**Consigna 1**.
Di si cada afirmación coincide con el texto sobre Le Sillon y la autoridad. Responde sí o no y cita las palabras del texto que lo deciden.
(a) Le Sillon reclama una emancipación política, económica e intelectual.
(b) En la ciudad futura habrá amos, aunque no servidores.
(c) El texto da por hecho que los seres perversos dejarán de existir en la sociedad.
**Consigna 2**.
Contesta estas preguntas con lo que dice el texto sobre Le Sillon y la autoridad:
(a) ¿Cómo serán todos los ciudadanos en la ciudad futura?
(b) ¿Qué apóstol se nombra?
(c) ¿Qué palabras de Jesucristo se citan al final?
**Consigna 3**. Escribe cómo sigue el texto sobre Le Sillon y la autoridad a partir de su última frase.

**Fragmento del texto**.
################

Además, si el pueblo es detentador del Poder, ¿en qué se convierte la autoridad? En una sombra, en un mito; no hay ya ley propiamente dicha; no hay ya obediencia. Le Sillon lo ha reconocido, puesto que, en efecto, reclama en nombre de la dignidad humana la triple emancipación política, económica e intelectual; la ciudad futura, en la cual trabaja, no tendrá ya amos ni servidores; los ciudadanos allí serán todos libres, todos camaradas, todos reyes.

Una orden, un precepto, será un atentado a la libertad; la subordinación a una superioridad cualquiera será una disminución del hombre; la obediencia, un rebajamiento. ¿Es así, Venerables Hermanos, como la doctrina tradicional de la Iglesia nos representa las relaciones sociales en la ciudad, aun en la más perfecta posible? ¿Es que esta sociedad de criaturas independientes y desiguales por naturaleza no necesita una autoridad que dirija su actividad hacia el bien común y que imponga su ley? Y si en la sociedad se encuentran seres perversos (y los habrá siempre), ¿no deberá la autoridad ser tanto más fuerte cuanto más amenazador sea el egoísmo de los malvados? ¿Podemos decir con una sombra de razón que hay incompatibilidad entre la autoridad y la libertad, a menos de cometamos un grave error sobre el concepto de la libertad? ¿Se puede enseñar que la obediencia es contraria a la dignidad humana y que el ideal sería reemplazarla por «la autoridad consentida»? ¿Es que el Apóstol San Pablo no consideraba la sociedad humana en todas sus etapas posibles cuando prescribía a los fieles la sumisión a toda autoridad? ¿Es que la obediencia a los hombres en tanto que son representantes legítimos de Dios, es decir, en conclusión, la obediencia a Dios rebaja al hombre y le coloca por bajo de sí mismo? ¿Es que el estado religioso fundado sobre la obediencia sería contrario al ideal de la naturaleza humana? ¿Es que los santos, que han sido los más obedientes de los hombres, eran esclavos y degenerados? ¿Es, en fin, que se puede imaginar un estado social donde Jesucristo, vuelto a la tierra, no diera ya ejemplo de obediencia y no dijese ya: Dad al César lo que es del César, y a Dios lo que es de Dios?

################

Registros de anotación por puntos:
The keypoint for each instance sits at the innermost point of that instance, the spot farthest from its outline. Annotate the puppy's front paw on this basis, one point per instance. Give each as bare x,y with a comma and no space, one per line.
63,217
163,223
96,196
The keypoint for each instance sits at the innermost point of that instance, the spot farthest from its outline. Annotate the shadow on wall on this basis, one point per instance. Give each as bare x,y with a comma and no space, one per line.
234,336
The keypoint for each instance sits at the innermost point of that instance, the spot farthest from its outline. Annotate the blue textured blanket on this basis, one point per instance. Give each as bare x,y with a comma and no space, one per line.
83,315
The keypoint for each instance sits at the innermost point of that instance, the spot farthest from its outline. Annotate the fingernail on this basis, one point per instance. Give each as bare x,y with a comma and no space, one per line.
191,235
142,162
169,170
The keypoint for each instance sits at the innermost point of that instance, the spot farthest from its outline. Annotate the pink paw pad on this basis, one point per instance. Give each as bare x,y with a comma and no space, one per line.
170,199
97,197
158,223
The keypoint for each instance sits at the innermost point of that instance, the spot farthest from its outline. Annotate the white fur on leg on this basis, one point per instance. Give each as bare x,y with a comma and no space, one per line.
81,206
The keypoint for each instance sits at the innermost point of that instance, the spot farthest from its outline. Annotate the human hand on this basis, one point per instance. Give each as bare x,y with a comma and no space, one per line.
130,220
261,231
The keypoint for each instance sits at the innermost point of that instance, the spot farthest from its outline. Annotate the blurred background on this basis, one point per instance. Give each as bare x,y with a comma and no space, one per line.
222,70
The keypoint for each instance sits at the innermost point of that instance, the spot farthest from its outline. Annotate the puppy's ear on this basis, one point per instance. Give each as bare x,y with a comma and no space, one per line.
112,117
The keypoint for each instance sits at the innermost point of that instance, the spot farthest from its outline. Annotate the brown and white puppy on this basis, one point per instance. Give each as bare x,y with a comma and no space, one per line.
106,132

################

**Respuesta 1**.
(a) Sí: «reclama en nombre de la dignidad humana la triple emancipación política, económica e intelectual».
(b) No: «no tendrá ya amos ni servidores».
(c) No: «(y los habrá siempre)».

**Respuesta 2**.
(a) Todos libres, todos camaradas, todos reyes.
(b) San Pablo.
(c) «Dad al César lo que es del César, y a Dios lo que es de Dios».

**Respuesta 3**.
Le Sillon, que enseña semejantes doctrinas y las pone en práctica en su vida interior, siembra, por lo tanto, entre vuestra juventud católica nociones erróneas y funestas sobre la autoridad, la libertad y la obediencia. No es diferente de la justicia y la igualdad. Ellos dicen que trabajan en realizar una era de igualdad, que sería, por lo mismo, una era de mejor justicia. Así para ellos toda desigualdad de condición es una injusticia, o al menos una menor justicia. Principio soberano contrario a la naturaleza de las cosas, generador de envidia y de injusticia y subversivo de todo orden social. ¡Así la democracia sola inauguraría el reinado de la justicia perfecta!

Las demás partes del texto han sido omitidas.